Vínhamos, como temos vindo nestes últimos tempos, a rezar juntos a oração do Passo a Rezar, um excelente hábito que nos foca, nos situa e desafia no início de cada dia. Hoje era sobre a fidelidade, explicando que é a relação que temos com alguém e que marca a nossa vida, mesmo na sua ausência.

Rapidamente me remeti ao início deste ano, quando lançamos a semente à terra na Costa Nova. A minha palavra foi justamente fidelidade, e, enquanto semeava, disse em voz alta: fidelidade a mim, fidelidade aos meus, fidelidade à fé. E hoje voltei ao que escrevi na altura: fidelidade a mim e às minhas convicções, à minha história, às minhas escolhas, à minha personalidade, à minha forma de ser e de ver e estar no mundo; fidelidade a nós, à nossa história de vida, à educação que escolhemos dar aos nossos filhos, ao nosso amor, às nossas batalhas, às inúmeras vezes que nos superamos por amor; fidelidade a Deus, a Jesus Cristo, à Igreja, aos seus ensinamentos que pautam a nossa vida, às suas possibilidades, à sua forma de ser e de ensinar a ser.

Registo de dados —
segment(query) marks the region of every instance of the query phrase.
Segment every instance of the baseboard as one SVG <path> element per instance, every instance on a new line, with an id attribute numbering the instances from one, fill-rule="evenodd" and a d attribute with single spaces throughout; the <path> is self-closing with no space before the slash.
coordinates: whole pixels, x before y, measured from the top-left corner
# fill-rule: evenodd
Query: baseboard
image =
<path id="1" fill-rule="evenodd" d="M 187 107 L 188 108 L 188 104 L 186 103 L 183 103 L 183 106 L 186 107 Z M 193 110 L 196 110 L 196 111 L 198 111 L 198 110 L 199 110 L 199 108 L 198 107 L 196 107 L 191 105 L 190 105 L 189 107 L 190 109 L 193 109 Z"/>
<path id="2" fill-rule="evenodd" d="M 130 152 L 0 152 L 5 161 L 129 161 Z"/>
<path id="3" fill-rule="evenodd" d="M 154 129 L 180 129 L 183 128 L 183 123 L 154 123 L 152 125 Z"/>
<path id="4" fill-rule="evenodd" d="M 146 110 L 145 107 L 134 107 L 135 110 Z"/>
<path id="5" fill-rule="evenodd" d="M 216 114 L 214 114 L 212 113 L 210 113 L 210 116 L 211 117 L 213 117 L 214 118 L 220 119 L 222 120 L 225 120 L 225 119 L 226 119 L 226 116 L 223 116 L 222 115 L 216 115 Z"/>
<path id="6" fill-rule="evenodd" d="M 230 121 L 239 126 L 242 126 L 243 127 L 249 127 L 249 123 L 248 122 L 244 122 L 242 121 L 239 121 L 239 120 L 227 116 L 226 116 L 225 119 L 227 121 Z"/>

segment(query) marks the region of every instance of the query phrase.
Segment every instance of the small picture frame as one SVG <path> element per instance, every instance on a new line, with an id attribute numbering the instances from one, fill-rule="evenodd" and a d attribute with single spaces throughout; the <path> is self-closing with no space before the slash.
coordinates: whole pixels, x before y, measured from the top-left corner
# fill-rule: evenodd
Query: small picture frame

Tarefa escrita — Transcreva na íntegra, sem qualquer alteração, o texto sobre a fidelidade apresentado acima.

Resposta completa —
Vínhamos, como temos vindo nestes últimos tempos, a rezar juntos a oração do Passo a Rezar, um excelente hábito que nos foca, nos situa e desafia no início de cada dia. Hoje era sobre a fidelidade, explicando que é a relação que temos com alguém e que marca a nossa vida, mesmo na sua ausência.

Rapidamente me remeti ao início deste ano, quando lançamos a semente à terra na Costa Nova. A minha palavra foi justamente fidelidade, e, enquanto semeava, disse em voz alta: fidelidade a mim, fidelidade aos meus, fidelidade à fé. E hoje voltei ao que escrevi na altura: fidelidade a mim e às minhas convicções, à minha história, às minhas escolhas, à minha personalidade, à minha forma de ser e de ver e estar no mundo; fidelidade a nós, à nossa história de vida, à educação que escolhemos dar aos nossos filhos, ao nosso amor, às nossas batalhas, às inúmeras vezes que nos superamos por amor; fidelidade a Deus, a Jesus Cristo, à Igreja, aos seus ensinamentos que pautam a nossa vida, às suas possibilidades, à sua forma de ser e de ensinar a ser.